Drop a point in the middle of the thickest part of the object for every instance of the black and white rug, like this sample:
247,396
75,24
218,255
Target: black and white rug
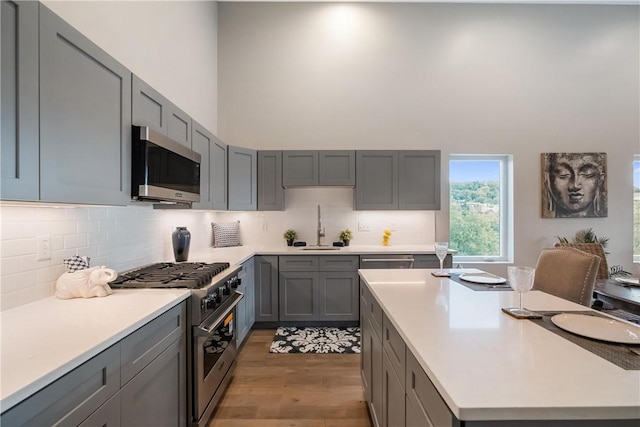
322,340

- - - - - - -

__What is expected__
Return the lines above word for word, leaving out the pictures.

__Solution below__
Drop a point in the middle of the thickest part of the object for every instance of the black and white rug, like this sample:
247,396
75,24
218,255
Target: black and white rug
322,340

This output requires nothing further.